Provided text -
+ + + +

Back in February, I asked the question about the (long-term) sustainability of Netflix’ business model and I guess that some major events in Netflix’ life over the past week have provided some useful insights into answering that question:

  1. Splitting the company in two – On the Netflix blog, Netfox CEO Reed Hastings last week announced the split of the business into two separate parts. Netflix’ traditional DVD-by-mail business will be renamed Qwikster and the name Netflix will be retained for the company’s streaming activities.
  2. It’s not a spin-off – In his blog post, Hastings made it clear that both businesses remain part of the same company. However, Netflix has come to the realisation (albeit a bit slowly so it seems) that DVD-rental and streaming are two very different activities. Hastings explains: “So we realized that streaming and DVD by mail are becoming two quite different businesses, with very different cost structures, different benefits that need to be marketed differently, and we need to let each grow and operate independently.”

+ + + +

Data provided -
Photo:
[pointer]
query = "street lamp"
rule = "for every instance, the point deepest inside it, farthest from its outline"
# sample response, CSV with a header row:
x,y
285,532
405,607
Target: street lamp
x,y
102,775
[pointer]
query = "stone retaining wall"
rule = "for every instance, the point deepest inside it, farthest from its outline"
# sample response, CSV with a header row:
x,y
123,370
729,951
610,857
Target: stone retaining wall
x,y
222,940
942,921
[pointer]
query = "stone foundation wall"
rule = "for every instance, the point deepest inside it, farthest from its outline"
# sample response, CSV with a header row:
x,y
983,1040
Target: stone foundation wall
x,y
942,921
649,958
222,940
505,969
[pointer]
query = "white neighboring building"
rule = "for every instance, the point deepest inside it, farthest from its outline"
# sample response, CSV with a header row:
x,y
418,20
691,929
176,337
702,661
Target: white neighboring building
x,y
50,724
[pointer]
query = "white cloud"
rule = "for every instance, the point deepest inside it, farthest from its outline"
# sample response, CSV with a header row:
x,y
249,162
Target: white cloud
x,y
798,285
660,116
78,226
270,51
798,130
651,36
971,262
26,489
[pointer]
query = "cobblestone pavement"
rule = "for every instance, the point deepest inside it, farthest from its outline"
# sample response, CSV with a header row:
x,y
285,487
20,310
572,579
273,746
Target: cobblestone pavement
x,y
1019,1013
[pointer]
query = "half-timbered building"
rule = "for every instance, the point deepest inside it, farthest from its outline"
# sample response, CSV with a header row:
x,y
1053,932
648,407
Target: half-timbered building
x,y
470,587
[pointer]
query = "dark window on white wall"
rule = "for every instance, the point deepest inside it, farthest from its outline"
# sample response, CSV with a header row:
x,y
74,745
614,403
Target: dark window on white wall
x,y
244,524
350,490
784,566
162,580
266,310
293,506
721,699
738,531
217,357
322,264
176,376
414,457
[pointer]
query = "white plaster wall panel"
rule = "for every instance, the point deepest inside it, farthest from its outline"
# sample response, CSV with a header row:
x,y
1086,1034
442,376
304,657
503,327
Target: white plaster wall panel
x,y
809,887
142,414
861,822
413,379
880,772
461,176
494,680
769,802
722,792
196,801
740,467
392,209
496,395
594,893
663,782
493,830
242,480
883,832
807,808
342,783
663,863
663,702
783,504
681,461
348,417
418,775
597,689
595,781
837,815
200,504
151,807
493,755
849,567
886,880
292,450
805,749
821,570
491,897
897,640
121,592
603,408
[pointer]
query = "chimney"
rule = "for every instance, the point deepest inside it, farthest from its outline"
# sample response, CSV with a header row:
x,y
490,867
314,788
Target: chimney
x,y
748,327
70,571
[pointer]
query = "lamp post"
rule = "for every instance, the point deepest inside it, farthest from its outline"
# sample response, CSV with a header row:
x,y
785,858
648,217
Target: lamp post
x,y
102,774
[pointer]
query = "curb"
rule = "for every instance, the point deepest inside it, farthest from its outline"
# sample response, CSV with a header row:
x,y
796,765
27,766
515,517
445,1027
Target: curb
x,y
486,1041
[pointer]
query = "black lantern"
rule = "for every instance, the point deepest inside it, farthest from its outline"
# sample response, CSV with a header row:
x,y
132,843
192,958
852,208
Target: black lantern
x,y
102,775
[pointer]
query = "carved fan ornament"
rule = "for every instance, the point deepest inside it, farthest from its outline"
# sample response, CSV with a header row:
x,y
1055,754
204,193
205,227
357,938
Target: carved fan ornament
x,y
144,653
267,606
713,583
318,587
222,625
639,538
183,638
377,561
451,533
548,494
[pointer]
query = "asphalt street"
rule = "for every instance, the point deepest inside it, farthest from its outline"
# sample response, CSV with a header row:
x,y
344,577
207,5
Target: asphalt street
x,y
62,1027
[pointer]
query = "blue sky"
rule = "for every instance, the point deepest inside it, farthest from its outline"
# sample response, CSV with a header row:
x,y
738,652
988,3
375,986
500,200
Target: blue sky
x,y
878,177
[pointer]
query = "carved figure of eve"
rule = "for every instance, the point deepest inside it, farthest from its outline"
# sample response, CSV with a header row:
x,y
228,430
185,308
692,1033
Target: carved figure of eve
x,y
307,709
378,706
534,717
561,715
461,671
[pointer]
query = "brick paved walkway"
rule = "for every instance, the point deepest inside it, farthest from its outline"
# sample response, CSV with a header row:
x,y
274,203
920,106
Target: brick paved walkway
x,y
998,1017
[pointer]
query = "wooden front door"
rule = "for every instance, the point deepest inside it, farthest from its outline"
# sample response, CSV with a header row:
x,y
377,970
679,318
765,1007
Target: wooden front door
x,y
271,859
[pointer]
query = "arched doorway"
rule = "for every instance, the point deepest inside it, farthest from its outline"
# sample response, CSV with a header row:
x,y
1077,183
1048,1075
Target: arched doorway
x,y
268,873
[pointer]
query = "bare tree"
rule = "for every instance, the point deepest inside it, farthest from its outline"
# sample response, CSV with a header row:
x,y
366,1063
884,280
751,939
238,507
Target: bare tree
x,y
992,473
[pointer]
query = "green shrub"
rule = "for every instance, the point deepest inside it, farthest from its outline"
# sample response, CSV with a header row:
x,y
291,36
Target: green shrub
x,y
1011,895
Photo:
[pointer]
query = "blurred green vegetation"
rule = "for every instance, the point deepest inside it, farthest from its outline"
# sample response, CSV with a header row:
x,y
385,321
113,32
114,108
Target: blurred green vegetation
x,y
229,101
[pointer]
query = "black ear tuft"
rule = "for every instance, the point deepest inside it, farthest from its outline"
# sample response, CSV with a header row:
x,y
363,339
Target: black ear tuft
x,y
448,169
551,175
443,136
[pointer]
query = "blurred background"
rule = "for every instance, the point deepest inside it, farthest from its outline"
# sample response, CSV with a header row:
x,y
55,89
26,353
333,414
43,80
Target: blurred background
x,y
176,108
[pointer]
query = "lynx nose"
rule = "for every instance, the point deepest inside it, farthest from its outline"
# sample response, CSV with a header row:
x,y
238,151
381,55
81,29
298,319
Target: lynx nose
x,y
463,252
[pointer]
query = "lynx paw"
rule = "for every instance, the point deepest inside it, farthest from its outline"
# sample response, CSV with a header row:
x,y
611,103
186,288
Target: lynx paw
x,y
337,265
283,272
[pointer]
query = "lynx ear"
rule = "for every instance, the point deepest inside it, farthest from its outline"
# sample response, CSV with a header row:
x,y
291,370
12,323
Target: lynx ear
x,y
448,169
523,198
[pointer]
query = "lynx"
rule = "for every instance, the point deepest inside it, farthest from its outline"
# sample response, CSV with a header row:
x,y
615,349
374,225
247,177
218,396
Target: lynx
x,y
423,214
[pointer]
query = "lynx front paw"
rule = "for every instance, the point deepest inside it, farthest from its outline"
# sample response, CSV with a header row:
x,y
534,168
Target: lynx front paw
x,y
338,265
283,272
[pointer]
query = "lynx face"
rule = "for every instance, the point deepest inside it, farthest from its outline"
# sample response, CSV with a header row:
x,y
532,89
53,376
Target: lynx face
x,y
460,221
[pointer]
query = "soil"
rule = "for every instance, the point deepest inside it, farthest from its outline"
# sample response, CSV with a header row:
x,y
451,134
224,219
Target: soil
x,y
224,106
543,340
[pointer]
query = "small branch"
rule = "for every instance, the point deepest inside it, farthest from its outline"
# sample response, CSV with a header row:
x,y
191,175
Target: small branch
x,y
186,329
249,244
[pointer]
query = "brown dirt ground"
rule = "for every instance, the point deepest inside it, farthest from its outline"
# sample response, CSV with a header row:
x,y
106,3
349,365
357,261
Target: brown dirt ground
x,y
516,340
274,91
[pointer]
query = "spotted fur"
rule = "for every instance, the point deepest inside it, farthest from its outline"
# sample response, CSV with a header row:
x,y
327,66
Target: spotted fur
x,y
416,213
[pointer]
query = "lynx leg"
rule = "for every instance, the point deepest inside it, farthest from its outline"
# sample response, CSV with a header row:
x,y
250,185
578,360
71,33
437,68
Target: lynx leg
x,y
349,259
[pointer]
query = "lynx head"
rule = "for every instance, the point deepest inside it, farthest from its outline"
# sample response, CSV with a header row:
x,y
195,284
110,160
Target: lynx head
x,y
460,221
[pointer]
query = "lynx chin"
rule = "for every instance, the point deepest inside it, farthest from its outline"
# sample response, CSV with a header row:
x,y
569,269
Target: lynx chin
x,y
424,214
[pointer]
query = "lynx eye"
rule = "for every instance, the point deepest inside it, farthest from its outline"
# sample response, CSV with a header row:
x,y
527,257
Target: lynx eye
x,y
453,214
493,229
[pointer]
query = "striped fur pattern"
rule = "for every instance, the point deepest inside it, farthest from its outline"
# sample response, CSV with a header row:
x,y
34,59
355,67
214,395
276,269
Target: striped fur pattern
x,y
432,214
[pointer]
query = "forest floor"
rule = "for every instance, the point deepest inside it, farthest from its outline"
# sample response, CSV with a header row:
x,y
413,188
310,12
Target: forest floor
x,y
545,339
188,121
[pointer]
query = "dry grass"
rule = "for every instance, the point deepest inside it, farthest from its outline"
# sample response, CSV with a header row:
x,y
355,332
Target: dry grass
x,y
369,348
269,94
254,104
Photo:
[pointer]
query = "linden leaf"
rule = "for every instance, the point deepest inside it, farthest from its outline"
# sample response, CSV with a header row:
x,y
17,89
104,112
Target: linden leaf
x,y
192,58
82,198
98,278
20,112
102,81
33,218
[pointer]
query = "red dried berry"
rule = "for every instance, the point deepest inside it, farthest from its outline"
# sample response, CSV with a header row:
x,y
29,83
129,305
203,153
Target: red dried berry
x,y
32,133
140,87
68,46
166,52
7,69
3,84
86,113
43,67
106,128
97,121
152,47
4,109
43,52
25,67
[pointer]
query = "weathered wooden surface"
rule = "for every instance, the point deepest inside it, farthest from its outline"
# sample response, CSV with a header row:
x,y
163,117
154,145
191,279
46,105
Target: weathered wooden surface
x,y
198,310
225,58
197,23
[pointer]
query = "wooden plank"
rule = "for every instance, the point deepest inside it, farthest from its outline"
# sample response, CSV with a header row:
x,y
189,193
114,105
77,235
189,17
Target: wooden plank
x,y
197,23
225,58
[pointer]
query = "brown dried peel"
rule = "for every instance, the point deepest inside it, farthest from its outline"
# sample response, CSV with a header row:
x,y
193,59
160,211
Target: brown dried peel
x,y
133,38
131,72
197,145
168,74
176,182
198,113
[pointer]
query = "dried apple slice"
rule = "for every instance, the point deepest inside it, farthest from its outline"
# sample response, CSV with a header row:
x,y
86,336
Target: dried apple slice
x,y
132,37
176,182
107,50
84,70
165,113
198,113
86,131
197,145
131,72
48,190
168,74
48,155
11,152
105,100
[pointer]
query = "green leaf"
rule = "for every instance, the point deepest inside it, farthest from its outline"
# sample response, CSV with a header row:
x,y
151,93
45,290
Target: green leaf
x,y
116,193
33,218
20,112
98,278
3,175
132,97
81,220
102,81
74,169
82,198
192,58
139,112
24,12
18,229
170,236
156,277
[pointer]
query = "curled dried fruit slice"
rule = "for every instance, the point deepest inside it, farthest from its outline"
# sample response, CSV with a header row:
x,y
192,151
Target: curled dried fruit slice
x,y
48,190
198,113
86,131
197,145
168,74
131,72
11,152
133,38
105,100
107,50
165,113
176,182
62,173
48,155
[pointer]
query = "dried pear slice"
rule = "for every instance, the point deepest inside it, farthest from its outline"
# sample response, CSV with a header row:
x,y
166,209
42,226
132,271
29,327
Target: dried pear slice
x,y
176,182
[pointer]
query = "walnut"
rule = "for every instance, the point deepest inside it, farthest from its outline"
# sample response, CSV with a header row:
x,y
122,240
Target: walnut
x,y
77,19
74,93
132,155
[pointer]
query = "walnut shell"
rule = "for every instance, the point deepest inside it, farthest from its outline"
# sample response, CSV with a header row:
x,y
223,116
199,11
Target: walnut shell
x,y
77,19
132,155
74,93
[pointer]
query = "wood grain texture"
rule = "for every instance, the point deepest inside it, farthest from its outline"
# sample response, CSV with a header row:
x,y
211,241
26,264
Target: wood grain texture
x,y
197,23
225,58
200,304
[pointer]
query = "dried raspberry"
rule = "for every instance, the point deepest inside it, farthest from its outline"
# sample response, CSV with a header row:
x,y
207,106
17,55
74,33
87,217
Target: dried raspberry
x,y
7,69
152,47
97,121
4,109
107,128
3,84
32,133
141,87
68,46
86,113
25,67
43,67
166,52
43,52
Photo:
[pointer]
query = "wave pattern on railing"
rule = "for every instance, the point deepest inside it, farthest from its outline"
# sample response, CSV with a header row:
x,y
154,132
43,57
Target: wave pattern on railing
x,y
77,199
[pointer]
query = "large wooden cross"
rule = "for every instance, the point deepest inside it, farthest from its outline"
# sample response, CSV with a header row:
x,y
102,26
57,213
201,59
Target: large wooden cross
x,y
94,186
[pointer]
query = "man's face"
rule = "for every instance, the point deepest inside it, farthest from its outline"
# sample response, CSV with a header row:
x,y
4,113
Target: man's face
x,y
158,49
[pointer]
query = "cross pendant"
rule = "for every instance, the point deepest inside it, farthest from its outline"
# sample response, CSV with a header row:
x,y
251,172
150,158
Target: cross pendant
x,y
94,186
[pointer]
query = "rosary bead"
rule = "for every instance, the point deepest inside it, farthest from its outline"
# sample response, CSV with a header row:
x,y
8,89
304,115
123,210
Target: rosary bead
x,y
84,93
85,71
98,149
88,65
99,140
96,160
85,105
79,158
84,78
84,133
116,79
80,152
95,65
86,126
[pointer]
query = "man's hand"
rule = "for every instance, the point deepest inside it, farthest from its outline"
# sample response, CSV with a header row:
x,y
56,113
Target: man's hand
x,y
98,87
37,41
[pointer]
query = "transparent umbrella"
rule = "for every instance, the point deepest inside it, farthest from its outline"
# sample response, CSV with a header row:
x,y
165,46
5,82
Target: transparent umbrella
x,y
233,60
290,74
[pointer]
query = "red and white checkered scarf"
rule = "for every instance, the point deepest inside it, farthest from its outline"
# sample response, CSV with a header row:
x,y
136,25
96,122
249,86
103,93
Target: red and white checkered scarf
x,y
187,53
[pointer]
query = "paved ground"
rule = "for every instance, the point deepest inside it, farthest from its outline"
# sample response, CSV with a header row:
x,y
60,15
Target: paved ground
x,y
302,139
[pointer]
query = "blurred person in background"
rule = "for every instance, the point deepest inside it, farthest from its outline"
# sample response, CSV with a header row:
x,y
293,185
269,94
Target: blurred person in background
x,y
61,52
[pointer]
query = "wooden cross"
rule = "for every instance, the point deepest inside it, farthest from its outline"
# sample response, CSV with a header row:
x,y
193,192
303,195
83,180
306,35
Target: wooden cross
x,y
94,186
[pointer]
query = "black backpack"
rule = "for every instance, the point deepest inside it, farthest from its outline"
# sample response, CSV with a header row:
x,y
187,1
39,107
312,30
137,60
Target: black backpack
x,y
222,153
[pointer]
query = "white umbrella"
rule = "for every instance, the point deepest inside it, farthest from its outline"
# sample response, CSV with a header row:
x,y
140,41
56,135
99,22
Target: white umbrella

+ + + +

What to do -
[a] In the passage about Netflix splitting its business, what will the DVD-by-mail business be renamed?
[b] Pick up the passage about Netflix splitting its business after its final sentence and keep writing.

Expected responses -
[a] Qwikster.

[b]
  3. Different brands, charged separately – Netflix’ recent price hikes meaning that its customers now have to pay separately for streaming and DVD rental (as opposed to paying a ‘package price’) caused quite a massive uproar and a decrease in the number of Netflix subscribers (and a significant share price drop to boot). I guess Netflix execs must have felt that to fully justify this price increase it had to package up both products separately, each with their own website, mobile platform, etc.
  4. Streaming is the future – To me, this split clearly shows that Netflix sees online streaming of content as its future. In his blog post, Hastings acknowledges that the days of DVD rental are numbered: “DVD by mail may not last forever, but we want it to last as long as possible.” One can imagine that in the not so distant feature Netflix will sell its DVD rental business (or terminate, depending on customer demand) and concentrate solely on its streaming business instead.
  5. Will Lovefilm follow suit? – Lovefilm which recently got acquired by Amazon is increasingly focusing its efforts on streaming. The Lovefilm Player is a good example of this strategy, streaming video content directly to users’ TV sets or game consoles.
  6. Content streaming is the way to go – In the past few days the ‘new Netflix’ has been announcing a video-on-demand rights deal with major Hollywood studio DreamWorks to beef up its content portfolio. Not only is this a logical step in Netflix’ ongoing quest to stream content across multiple platforms, moves like this one are critical if Netflix wants to gain a strong foothold in the content streaming market.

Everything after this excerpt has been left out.